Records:
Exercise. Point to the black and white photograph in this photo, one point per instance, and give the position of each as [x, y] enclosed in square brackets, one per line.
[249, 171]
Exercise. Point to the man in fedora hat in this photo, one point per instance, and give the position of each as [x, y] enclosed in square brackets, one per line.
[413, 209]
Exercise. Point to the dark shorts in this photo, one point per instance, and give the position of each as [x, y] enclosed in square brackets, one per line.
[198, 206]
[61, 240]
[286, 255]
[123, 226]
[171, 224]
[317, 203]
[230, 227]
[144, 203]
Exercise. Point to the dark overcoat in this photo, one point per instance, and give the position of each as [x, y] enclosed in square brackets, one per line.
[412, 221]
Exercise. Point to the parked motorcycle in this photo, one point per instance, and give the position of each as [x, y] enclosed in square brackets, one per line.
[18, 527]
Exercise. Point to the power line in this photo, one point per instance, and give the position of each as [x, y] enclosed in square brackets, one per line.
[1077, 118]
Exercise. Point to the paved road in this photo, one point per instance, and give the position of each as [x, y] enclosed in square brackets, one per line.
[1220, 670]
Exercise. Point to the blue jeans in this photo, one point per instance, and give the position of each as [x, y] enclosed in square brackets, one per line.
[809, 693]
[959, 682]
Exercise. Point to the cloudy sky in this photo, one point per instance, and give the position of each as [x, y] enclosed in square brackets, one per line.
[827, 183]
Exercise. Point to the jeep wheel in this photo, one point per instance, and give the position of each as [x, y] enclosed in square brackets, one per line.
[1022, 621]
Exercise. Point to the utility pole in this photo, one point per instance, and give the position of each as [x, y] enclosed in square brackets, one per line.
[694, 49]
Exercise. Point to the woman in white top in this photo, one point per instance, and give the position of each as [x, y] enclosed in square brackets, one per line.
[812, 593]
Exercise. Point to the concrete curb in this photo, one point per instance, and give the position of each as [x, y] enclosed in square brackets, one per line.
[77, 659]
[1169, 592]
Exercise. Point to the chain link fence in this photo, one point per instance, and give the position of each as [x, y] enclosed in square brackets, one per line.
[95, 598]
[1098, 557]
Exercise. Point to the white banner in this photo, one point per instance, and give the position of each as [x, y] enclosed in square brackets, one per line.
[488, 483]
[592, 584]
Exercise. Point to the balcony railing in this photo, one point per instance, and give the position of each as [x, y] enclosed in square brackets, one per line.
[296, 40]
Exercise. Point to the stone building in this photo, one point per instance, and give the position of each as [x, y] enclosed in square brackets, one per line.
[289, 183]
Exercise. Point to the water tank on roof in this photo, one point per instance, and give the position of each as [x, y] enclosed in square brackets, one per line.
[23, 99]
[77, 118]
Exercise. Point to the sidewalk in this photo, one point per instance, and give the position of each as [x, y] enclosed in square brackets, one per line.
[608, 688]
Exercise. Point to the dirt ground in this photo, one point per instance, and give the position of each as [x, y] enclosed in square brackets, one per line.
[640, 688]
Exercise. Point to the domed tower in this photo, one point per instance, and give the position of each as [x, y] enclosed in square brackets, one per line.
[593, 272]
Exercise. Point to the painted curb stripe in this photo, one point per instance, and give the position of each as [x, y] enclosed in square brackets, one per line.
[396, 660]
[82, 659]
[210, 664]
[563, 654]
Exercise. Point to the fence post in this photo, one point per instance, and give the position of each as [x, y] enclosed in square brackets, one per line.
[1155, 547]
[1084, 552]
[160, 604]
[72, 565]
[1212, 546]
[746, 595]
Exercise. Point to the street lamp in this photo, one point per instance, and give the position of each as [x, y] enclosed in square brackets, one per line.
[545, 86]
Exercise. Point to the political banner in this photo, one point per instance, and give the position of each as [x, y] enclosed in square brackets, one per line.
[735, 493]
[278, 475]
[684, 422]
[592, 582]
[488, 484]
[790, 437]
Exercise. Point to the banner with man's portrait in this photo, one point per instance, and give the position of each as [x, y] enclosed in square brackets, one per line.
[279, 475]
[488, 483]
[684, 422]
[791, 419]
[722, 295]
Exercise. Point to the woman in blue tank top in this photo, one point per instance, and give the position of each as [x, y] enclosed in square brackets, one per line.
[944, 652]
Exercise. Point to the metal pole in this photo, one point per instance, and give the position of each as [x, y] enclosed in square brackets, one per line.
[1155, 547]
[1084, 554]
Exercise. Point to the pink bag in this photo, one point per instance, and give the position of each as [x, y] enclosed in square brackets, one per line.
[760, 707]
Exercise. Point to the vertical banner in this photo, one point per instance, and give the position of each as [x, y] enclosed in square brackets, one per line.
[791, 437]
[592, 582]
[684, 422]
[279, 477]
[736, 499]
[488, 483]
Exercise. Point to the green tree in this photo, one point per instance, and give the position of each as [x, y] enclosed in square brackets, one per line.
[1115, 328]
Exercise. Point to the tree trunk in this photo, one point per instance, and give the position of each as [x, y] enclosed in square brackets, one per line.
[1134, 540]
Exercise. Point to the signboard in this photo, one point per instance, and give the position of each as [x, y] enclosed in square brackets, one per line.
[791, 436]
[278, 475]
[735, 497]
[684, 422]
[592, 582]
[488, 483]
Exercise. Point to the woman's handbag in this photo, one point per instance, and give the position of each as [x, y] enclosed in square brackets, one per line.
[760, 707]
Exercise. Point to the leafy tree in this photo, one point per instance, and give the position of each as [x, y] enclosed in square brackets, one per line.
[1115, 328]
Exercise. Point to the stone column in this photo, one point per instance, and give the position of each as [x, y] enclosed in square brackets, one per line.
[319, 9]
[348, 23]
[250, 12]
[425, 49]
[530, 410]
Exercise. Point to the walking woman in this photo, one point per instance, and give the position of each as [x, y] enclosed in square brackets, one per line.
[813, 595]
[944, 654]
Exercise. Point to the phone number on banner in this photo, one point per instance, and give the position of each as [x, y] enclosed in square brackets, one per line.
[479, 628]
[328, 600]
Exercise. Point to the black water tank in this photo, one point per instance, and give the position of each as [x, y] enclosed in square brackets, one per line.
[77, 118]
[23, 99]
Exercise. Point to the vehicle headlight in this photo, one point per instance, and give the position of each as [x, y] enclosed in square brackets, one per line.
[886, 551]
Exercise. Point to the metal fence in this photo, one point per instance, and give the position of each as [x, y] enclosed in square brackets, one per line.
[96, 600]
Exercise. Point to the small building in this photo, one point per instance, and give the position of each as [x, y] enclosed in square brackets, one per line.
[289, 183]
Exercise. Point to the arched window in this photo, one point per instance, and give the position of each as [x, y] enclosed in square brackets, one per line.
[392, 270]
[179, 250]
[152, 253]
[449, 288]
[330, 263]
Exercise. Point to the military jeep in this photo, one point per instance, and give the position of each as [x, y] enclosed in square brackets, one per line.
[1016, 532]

◆ **What you have to do**: In full and verbatim, repeat the records given above.

◆ **Exercise solution**:
Exercise. Point to the black and white photograph in this photo, one point per instance, and give the position of each as [x, y] enclosed in square brackets, one per line.
[249, 171]
Exercise. Point to the man in fedora hat in this photo, one point per instance, and give the position of each as [x, y] enclosed in square brackets, one per line.
[413, 209]
Exercise. Point to the dark shorts in this photo, one point per instance, and give the position of each as [x, y] enclosed in square brackets, one per line.
[198, 206]
[61, 240]
[286, 255]
[123, 226]
[171, 224]
[317, 203]
[230, 227]
[144, 203]
Exercise. Point to the dark overcoat in this photo, one point per instance, and give the position of each as [x, y] enclosed in square brackets, one per line.
[412, 221]
Exercise. Point to the parked motorcycle in this photo, one point per instance, and give the position of each as [x, y] enclosed in square brackets, one per line.
[18, 527]
Exercise. Point to the power line in this photo, one point per instance, and give the position of each as [x, y] enclosed in square brackets, one per line.
[1077, 118]
Exercise. Point to the paved road in this photo, one point per instance, and give the position of each as [x, y] enclosed in square brackets, one per line.
[1220, 670]
Exercise. Point to the blue jeans in this photo, one point per instance, and give the position of each as [x, y] enclosed in square brackets, one per line.
[809, 693]
[959, 682]
Exercise. Point to the cloudy sky in this photo, one point per instance, and give the position of each as [x, y] enclosed in square brackets, one per line.
[827, 183]
Exercise. Point to the jeep wheel in this photo, one point per instance, and give the position of each as [x, y] enclosed in square brackets, one per line.
[1022, 621]
Exercise. Point to the utility pole in this photo, one point per instance, and give the position of each as [x, y] enclosed in square brackets, one per line.
[694, 49]
Exercise. Point to the woman in white top in this photo, one point per instance, and give the position of each as [x, y] enclosed in square brackets, one per line.
[812, 593]
Exercise. Point to the concrete curb in this photo, one point per instance, and give the position of each as [x, y] enclosed in square brackets, one per line.
[77, 659]
[1169, 592]
Exercise. Point to the chain link fence in this photo, one point per instance, and give the position of each as [x, y] enclosed in square brackets, one per line.
[95, 598]
[1098, 557]
Exercise. Point to the white banner in this photo, one point per instance, and give the position of each as [x, y] enclosed in square brackets, one per line.
[488, 483]
[592, 584]
Exercise. Point to the balcony railing in this photo, one point per instance, and give the position of each as [x, y] enclosed in square brackets, one per line.
[296, 40]
Exercise. Point to the stone building in this photo, one point per instance, and give the position of each as [x, y] enclosed in square brackets, one per line.
[289, 183]
Exercise. Point to the water tank on roof in this photo, one point per instance, and give the position of each as [x, y] enclosed in square brackets, one per line.
[23, 99]
[77, 118]
Exercise. Point to the sidewalk in this photo, one point per instance, and give the position of each as [x, y] enclosed in square brackets, one per line.
[608, 688]
Exercise. Point to the dirt ground in this photo, one point per instance, and give the position of each as [x, y] enclosed in square brackets, one per line.
[640, 688]
Exercise. Point to the domed tower in this photo, one point per instance, and give the position of each as [x, y] enclosed in square brackets, one per line.
[593, 272]
Exercise. Point to the painted curb stripe in this photo, one point per instance, and give the position of each as [x, y] enclosed in square brackets, one per line.
[396, 660]
[82, 659]
[210, 664]
[563, 654]
Exercise. Point to the fence post in this photo, one point per instance, and give the position of each as [x, y] enclosed in square brackets, one per line.
[1155, 547]
[1084, 552]
[160, 604]
[72, 565]
[1212, 546]
[746, 595]
Exercise. Point to the street lamp in this photo, one point per instance, and give the position of each as [x, y] enclosed in square brackets, one per line.
[545, 86]
Exercise. Point to the political banner in this photo, one point per instance, and give the position of each as [x, y] enclosed in square brackets, one per line.
[735, 493]
[278, 475]
[684, 422]
[592, 582]
[488, 484]
[790, 437]
Exercise. Point to the banner with man's portrait in this photo, one point per instance, and give the position of each as [x, y] enclosed in square brackets, one per line.
[279, 475]
[488, 483]
[684, 422]
[791, 419]
[722, 295]
Exercise. Point to the woman in blue tank top in this photo, one point per instance, and give the position of each as [x, y] enclosed in square brackets, one per line.
[944, 652]
Exercise. Point to the metal pole in this photo, one point per instance, and give the position of each as [x, y] enclosed in square brackets, one per line.
[1155, 547]
[1084, 554]
Exercise. Point to the pink bag in this photo, one point per instance, and give the position of each as [x, y] enclosed in square brackets, one per line.
[760, 707]
Exercise. Point to the vertical banner in this photo, one point per instance, and give the position of each as [x, y] enclosed in square brackets, one per line.
[791, 437]
[592, 582]
[684, 422]
[279, 477]
[736, 499]
[488, 483]
Exercise. Point to the green tree in this photo, one point per instance, and give the position of each as [x, y] enclosed in square brackets, one per line.
[1115, 328]
Exercise. Point to the tree trunk in this photo, one point per instance, and give the position of each as [x, y] enclosed in square brackets, one per line.
[1134, 540]
Exercise. Point to the signboard in this photo, one point per instance, and give the position of each as [x, y] enclosed in square brackets, one per line.
[791, 436]
[278, 475]
[735, 497]
[684, 422]
[592, 582]
[488, 483]
Exercise. Point to the woman's handbag in this photo, one point per instance, and give the position of each as [x, y] enclosed in square brackets, one per line.
[760, 707]
Exercise. Point to the leafy tree in this photo, one point per instance, and give the position of each as [x, y] enclosed in square brackets, one per line.
[1115, 328]
Exercise. Point to the stone column in this photo, one point per instance, and give the position of each as [x, y] enclosed in square brackets, one per line.
[319, 9]
[348, 23]
[250, 12]
[425, 49]
[530, 410]
Exercise. Point to the walking woman in this photo, one point per instance, and give the position of each as [x, y] enclosed in square brackets, one per line.
[813, 595]
[944, 654]
Exercise. Point to the phone number on banner in this photo, one point per instance, and give the position of each as [x, y] enclosed in square brackets, one per line.
[479, 628]
[328, 600]
Exercise. Point to the black water tank in this photo, one point per instance, and give the position of each as [x, y] enclosed in square brackets, one per line.
[77, 118]
[23, 99]
Exercise. Point to the vehicle headlight in this photo, one point per instance, and give the position of each as [x, y] enclosed in square brackets, one per line.
[886, 551]
Exercise. Point to the metal fence in this photo, one point per instance, and give the position of each as [x, y] enclosed in square brackets, one per line.
[96, 600]
Exercise. Point to the small building in this photo, one point per instance, and give the position of each as [x, y] enclosed in square brackets, one per line.
[289, 183]
Exercise. Point to the arched window in this photo, one point per instance, and give the position of each as [x, y] enclosed in square brackets, one per line.
[392, 270]
[179, 250]
[152, 253]
[449, 288]
[330, 263]
Exercise. Point to the military jeep in this photo, one point per instance, and give the position of each as [x, y] enclosed in square brackets, one per line.
[1016, 532]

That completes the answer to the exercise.